SELECTED EXCERPT:
::::::::
Led by conservative activist and talk show host Glenn Beck, more than 20,000 people chanting "All Lives Matter" marched the historic civil rights route from Kelly Ingram Park to Birmingham City Hall this morning.

"It's about taking our church out in the streets," Beck said. He said marchers came from as far away as China, Dubai and the Netherlands.

Actor Chuck Norris, a conservative activist known for his martial arts, action movies and TV show "Walker, Texas Ranger," marched about two rows behind Beck. Alveda King, a niece of civil rights activist the Rev. Martin Luther King Jr., marched in the front row. Bishop Jim Lowe, pastor of the predominantly black Guiding Light Church in Birmingham, co-organized the march with Beck and marched with him at the front. As a child, Lowe attended Sixteenth Street Baptist Church, where the march started, a headquarters church for the civil rights movement in Birmingham. Lowe and his sisters were in the church when a KKK bomb blew up the church and killed four little girls on Sept. 15, 1963.
Watch 20,000 people march with Glenn Beck in Birmingham Conservative talk show host Glenn Beck marched with over 20,000 supporters Saturday through the streets of Birmingham. The "All Lives Matter" march started at the Sixteenth Street Baptist Church and ended at the BJCC where Beck is holding a Restoring Unity Rally. (Joe Songer/jsonger@al.com).

"Love is the answer," Lowe said as he marched. "God is the answer."
::::::::
MATERIAL FOR THE TASK:

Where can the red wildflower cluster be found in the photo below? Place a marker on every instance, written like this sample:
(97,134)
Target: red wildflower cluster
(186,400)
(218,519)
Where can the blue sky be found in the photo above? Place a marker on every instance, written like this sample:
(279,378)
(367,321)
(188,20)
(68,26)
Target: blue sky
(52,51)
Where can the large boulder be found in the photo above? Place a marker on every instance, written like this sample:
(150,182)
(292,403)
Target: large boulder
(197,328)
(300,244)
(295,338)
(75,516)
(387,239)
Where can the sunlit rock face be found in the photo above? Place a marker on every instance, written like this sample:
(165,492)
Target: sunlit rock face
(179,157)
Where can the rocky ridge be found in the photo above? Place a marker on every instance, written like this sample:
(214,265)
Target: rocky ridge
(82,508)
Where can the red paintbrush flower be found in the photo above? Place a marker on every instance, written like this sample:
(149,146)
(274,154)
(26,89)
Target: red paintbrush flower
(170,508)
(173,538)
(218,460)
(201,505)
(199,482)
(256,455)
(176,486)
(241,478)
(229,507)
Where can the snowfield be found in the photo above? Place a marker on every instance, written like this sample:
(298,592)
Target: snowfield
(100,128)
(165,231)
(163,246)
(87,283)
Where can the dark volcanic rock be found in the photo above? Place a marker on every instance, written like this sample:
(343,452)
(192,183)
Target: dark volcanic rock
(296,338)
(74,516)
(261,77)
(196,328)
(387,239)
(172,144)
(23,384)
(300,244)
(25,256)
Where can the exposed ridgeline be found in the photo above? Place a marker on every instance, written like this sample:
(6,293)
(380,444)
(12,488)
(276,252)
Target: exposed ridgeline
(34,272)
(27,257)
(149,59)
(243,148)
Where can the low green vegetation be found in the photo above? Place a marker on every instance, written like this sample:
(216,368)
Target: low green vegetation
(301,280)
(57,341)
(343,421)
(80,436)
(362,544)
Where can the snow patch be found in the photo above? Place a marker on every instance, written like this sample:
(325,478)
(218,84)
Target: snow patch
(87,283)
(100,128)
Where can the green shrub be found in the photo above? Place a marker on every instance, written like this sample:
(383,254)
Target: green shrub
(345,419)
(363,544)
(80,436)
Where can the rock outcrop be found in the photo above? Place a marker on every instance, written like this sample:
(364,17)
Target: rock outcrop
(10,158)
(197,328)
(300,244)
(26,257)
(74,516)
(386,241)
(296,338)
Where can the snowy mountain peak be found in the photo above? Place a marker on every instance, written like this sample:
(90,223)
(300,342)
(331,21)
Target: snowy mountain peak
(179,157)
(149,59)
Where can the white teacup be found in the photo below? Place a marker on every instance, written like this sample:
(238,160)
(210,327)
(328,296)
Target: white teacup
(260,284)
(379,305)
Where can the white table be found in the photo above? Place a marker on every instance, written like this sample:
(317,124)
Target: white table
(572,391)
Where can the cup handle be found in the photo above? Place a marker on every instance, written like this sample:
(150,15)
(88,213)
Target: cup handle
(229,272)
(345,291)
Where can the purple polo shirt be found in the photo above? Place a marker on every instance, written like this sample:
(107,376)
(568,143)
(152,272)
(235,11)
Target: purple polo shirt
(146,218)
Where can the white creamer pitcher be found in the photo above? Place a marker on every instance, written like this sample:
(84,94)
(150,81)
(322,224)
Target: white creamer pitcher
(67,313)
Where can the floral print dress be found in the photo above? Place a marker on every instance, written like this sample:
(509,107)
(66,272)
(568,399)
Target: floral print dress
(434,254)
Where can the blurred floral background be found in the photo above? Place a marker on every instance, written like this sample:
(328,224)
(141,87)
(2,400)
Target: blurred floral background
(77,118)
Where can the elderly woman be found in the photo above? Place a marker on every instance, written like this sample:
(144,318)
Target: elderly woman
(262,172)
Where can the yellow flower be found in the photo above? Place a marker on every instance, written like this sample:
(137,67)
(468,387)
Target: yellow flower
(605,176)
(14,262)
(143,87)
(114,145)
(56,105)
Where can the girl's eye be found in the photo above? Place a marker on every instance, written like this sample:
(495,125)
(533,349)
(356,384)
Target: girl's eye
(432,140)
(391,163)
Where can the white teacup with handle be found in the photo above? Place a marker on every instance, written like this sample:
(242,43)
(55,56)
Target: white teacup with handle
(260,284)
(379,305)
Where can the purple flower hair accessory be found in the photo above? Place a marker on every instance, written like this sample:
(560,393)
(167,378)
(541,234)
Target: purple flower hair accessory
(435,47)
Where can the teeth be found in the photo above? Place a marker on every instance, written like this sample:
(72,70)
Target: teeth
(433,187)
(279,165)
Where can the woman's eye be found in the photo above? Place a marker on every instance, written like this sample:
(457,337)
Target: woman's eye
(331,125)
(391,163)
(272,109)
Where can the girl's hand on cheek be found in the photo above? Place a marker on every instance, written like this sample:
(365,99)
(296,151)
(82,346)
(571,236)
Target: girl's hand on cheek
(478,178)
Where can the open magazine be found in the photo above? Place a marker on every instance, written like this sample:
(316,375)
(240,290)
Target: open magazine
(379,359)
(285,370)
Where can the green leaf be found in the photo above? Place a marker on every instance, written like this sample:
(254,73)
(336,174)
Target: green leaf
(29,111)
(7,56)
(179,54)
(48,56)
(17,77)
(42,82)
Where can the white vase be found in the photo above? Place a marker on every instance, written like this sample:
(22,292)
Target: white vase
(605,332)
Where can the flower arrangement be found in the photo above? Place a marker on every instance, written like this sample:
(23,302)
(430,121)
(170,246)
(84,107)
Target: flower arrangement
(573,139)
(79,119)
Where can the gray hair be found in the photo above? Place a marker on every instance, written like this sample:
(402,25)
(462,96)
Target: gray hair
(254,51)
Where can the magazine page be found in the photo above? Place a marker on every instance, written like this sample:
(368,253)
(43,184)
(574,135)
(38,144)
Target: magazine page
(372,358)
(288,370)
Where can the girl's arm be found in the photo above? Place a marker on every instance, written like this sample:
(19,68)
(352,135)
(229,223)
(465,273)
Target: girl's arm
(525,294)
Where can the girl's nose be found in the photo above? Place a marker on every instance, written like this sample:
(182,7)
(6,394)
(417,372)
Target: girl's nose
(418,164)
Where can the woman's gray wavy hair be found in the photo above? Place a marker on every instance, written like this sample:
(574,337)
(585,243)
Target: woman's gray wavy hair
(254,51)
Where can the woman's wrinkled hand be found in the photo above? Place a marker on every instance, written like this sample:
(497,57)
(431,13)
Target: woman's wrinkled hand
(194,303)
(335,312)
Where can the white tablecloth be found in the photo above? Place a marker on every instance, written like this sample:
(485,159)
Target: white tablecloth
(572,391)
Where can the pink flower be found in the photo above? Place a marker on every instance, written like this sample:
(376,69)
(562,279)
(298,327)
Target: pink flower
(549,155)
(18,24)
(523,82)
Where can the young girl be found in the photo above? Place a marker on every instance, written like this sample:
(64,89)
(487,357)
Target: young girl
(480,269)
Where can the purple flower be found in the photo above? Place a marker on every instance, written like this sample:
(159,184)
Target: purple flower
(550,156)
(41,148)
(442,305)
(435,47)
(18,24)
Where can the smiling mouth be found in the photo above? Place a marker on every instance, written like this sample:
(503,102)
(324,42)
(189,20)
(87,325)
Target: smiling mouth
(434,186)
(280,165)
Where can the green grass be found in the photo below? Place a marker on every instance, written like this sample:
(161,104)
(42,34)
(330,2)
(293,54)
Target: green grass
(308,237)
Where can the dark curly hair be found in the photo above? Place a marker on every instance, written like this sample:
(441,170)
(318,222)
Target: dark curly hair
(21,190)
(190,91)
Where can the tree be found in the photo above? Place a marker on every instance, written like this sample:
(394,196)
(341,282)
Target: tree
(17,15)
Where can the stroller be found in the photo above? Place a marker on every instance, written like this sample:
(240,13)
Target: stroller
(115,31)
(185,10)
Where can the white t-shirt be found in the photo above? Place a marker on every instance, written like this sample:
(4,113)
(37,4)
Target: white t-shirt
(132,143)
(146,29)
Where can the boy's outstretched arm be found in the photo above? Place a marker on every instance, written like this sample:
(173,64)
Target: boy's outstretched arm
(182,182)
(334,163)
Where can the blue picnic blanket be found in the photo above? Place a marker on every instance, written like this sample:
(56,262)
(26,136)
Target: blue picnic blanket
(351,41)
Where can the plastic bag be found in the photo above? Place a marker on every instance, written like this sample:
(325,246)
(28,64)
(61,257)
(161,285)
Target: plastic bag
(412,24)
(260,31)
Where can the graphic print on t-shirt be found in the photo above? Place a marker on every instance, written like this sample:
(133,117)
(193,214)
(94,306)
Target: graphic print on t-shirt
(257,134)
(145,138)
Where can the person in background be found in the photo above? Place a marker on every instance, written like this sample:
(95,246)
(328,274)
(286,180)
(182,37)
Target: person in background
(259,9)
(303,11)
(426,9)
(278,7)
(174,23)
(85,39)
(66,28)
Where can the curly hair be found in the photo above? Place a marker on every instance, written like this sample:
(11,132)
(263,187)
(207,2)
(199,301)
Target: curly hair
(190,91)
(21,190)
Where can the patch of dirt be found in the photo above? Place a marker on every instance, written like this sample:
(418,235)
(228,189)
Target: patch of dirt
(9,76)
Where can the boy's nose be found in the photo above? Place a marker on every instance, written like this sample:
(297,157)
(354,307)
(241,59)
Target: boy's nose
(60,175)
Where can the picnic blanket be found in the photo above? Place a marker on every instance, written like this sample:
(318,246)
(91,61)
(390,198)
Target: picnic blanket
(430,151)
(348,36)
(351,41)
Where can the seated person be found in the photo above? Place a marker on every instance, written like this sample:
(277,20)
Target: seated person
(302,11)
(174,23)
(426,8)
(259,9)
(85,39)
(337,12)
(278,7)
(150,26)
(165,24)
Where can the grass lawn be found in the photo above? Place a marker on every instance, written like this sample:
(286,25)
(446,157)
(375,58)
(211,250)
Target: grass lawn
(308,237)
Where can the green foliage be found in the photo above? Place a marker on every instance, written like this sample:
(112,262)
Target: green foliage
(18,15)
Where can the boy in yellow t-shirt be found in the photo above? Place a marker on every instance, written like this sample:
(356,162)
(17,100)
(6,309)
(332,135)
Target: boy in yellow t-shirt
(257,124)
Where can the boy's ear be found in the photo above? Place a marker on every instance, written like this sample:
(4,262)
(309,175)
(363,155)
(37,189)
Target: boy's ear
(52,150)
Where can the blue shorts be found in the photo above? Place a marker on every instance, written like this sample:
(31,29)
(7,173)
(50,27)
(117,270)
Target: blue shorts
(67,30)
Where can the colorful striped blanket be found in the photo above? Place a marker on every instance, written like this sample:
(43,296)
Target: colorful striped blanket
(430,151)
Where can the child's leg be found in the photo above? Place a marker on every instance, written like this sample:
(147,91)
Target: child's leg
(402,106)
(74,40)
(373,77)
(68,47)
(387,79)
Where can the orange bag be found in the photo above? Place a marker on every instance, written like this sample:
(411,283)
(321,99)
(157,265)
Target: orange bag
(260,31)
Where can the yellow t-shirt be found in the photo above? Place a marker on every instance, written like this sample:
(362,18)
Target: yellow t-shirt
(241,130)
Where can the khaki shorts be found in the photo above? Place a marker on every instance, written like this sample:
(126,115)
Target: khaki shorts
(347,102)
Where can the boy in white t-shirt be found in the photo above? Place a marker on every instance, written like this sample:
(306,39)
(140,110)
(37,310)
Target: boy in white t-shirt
::::::::
JOB 1: Translate this sentence from the article on the Birmingham march into Spanish: "Alveda King, a niece of civil rights activist the Rev. Martin Luther King Jr., marched in the front row."
JOB 2: Report every line of the entries that contains the string "child", matching case exactly.
The article on the Birmingham march and the entries after it are unrelated.

ANSWER 1: Alveda King, sobrina del activista de los derechos civiles, el reverendo Martin Luther King Jr., marchó en la primera fila.

ANSWER 2:
Where can the child's leg be found in the photo above? Place a marker on every instance, written like this sample:
Target: child's leg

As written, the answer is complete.